**PETUNJUK:**
a: Jawab pertanyaan berikut berdasarkan kutipan tentang ekspedisi Napoleon ke Mesir.
(i) Bidang apa saja yang dipelajari banyak cendekiawan Mesir?
(ii) Siapa dua tokoh Mesir yang disebut mendapat inspirasi dari kemajuan Perancis?
(iii) Apa yang akan dikaji artikel ini?
b: Salin kembali kutipan tentang ekspedisi Napoleon ke Mesir mulai dari "Menurut Joseph S." sampai dengan "administrasi, dan arkeologi.", dan ganti kata "cendekiawan" dengan "sarjana".
c: Lanjutkan kutipan tentang ekspedisi Napoleon ke Mesir mulai dari kalimat terakhirnya.

**KUTIPAN TEKS:**
####
Menurut Joseph S. Szy Liowics, untuk memenuhi kebutuhan ekspedisinya, Napoleon berusaha keras mengenalkan teknologi dan pemikiran modern kepada Mesir serta menggali Sumber Daya Manusia (SDM) Mesir dengan cara mengalihkan budaya tinggi Perancis kepada masyarakat setempat. Sehingga dalam waktu yang tidak lama, banyak diantara cendekiawan Mesir belajar tentang perpajakan, pertanian, kesehatan, administrasi, dan arkeologi.
Ekspedisi Napoleon ke Mesir membawa angin segar dan perubahan signifikan bagi sejarah perkembangan bangsa Mesir, terutama yang menyangkut pembaharuan dan modernisasi pendidikan di sana. Kemajuan ilmu pengetahuan dan teknologi Perancis banyak memberikan inspirasi bagi tokoh-tokoh Mesir untuk melakukan perubahan secara mendasar sistem dan kurikulum pendidikan yang sebelunya dilakukan secara konvesional. Diantara tokoh yang mendapatkan inspirasi tersebut adalah Muhammad Ali Pasa dan Muhammad Abduh. Dua tokoh ini, secara historis, kiprahnya paling menonjol jika dibandingkan dengan tokoh-tokoh yang lain. Berdasarkan asumsi tersebut, artikel ini akan mengkaji keterlibatan keduanya dalam melakukan usaha pembaharuan dan modernisasi pendidikan di Mesir secara berurutan.
####
**DATA TERSIMPAN:**
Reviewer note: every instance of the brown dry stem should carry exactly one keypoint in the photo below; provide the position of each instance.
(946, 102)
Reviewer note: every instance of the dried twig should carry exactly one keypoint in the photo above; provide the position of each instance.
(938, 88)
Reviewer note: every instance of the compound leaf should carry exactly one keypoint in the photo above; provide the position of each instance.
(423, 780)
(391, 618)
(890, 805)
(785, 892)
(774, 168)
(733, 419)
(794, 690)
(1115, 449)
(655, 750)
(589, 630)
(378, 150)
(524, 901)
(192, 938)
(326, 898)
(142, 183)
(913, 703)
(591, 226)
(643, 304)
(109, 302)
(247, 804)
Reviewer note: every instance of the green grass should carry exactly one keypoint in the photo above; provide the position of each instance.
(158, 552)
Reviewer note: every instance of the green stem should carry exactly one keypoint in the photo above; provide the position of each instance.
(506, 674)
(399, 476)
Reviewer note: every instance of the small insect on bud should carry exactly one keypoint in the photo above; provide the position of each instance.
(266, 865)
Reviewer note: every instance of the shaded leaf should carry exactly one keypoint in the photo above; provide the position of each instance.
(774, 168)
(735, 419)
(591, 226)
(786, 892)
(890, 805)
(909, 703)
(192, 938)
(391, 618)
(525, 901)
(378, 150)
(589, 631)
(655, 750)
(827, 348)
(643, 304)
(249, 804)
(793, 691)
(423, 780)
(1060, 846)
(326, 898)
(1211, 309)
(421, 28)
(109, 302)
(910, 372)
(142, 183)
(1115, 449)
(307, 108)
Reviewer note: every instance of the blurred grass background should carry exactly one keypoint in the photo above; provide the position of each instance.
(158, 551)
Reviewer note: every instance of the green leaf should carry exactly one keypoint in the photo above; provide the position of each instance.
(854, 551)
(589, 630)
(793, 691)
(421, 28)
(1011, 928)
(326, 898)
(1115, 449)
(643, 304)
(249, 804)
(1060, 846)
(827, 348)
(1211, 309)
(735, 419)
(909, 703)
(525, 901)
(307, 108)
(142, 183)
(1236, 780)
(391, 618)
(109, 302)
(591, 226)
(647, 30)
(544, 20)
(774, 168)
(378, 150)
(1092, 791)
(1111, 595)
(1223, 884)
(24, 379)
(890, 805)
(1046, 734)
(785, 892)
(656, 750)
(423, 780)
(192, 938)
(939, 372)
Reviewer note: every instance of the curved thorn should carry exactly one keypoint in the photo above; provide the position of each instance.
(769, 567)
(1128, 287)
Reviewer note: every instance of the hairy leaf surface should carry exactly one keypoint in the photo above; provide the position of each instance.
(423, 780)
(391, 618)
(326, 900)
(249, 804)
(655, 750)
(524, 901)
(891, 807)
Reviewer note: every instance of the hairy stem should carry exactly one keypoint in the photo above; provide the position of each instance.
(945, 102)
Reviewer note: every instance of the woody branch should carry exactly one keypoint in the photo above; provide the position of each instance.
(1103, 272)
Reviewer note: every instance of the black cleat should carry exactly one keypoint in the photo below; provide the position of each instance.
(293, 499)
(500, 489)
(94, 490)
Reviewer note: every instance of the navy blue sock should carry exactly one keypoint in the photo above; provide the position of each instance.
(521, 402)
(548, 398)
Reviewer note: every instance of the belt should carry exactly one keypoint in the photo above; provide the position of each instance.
####
**JAWABAN PER TUGAS:**
a:
(i) Perpajakan, pertanian, kesehatan, administrasi, dan arkeologi.
(ii) Muhammad Ali Pasa dan Muhammad Abduh.
(iii) Keterlibatan kedua tokoh itu dalam usaha pembaharuan dan modernisasi pendidikan di Mesir secara berurutan.

b:
Menurut Joseph S. Szy Liowics, untuk memenuhi kebutuhan ekspedisinya, Napoleon berusaha keras mengenalkan teknologi dan pemikiran modern kepada Mesir serta menggali Sumber Daya Manusia (SDM) Mesir dengan cara mengalihkan budaya tinggi Perancis kepada masyarakat setempat. Sehingga dalam waktu yang tidak lama, banyak diantara sarjana Mesir belajar tentang perpajakan, pertanian, kesehatan, administrasi, dan arkeologi.

c:
Muhammad Ali Pasa : Peletak dasar-dasar pendidikan modern di Mesir.
Biografi Muhammad Ali Pasa sangat luas diketahui oleh masyarakat karena banyak ditulis diberbagai buku biografi baik secara lokal maupun internasional. Beliau lahir di Kawallah, Yunani, pada tahun 1765, seorang keturunan Turki dan meninggal di Mesir pada tahun 1849. Tidak seperti anak-anak lain, masa kecilnya dihabiskan untuk membantu orang tuannya, dan tidak sempat mengenyam pendidikan. Pada usia dewasa ia berkerja sebagai pemungut pajak, dan karena keberhasilannya, ia kemudian diangkat sebagai menantu oleh salah seorang gubernur Utsmani. Selanjutnya ia masuk dinas militer dan kariernya terus naik. Ketika pengiriman pasukan ke Mesir, ia diangkat sebagai wakil perwira yang mengepalai pasukan. Dalam pertempuran yang terjadi dengan tentara Perancis, ia menunjukkan keberanian yang luar biasa dan segera diangkat menjadi kolonel. Ketika tentara perancis ke luar dari Mesir pada tahun 1801, Muhammad Ali turut memerankan peranan penting dalam kekosongan politik akibat hengkangnya tentara Perancis tersebut. Dalam waktu yang bersamaan, dari Istambul datang pula Pasa dengan bala tentara Utsmani untuk menguasai Mesir. Muhammad Ali dapat memenagkannya dan mengankat dirinya sebagai Pasa baru pada tahun 1805 dengan persetujuan penguasa Utsmai di Istambul Turki.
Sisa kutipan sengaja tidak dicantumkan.